- [Your goal]
Your job is to report every line of the entries that has "written".

- [Available data]

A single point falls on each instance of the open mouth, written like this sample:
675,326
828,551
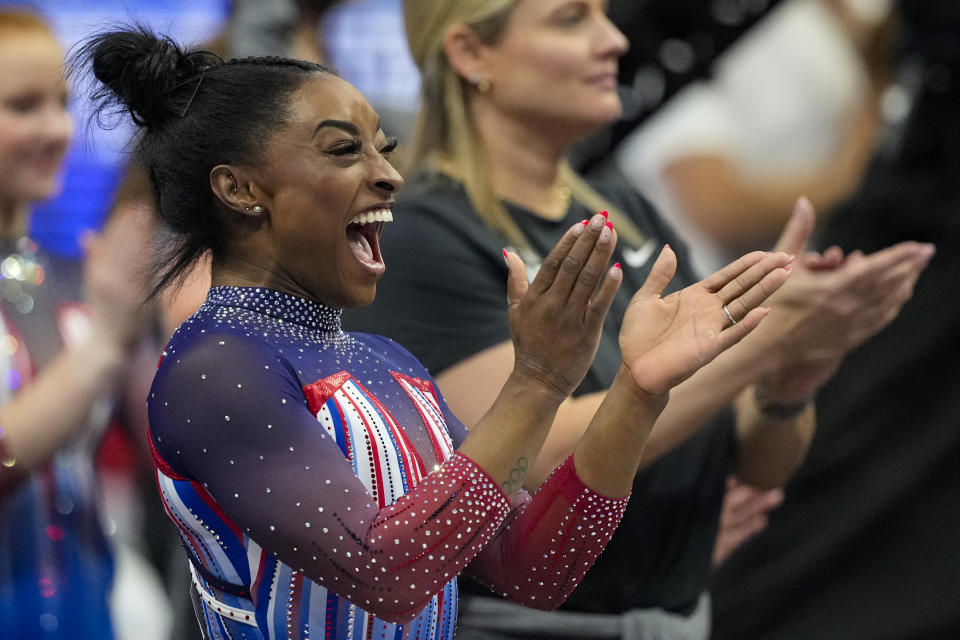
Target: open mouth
363,236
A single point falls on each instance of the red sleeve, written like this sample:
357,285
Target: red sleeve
548,544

- [Result for this task]
A single point falls on each instance of the open mouth, written like this sample:
A single point falls on each instance of the red sleeve, written like this sample:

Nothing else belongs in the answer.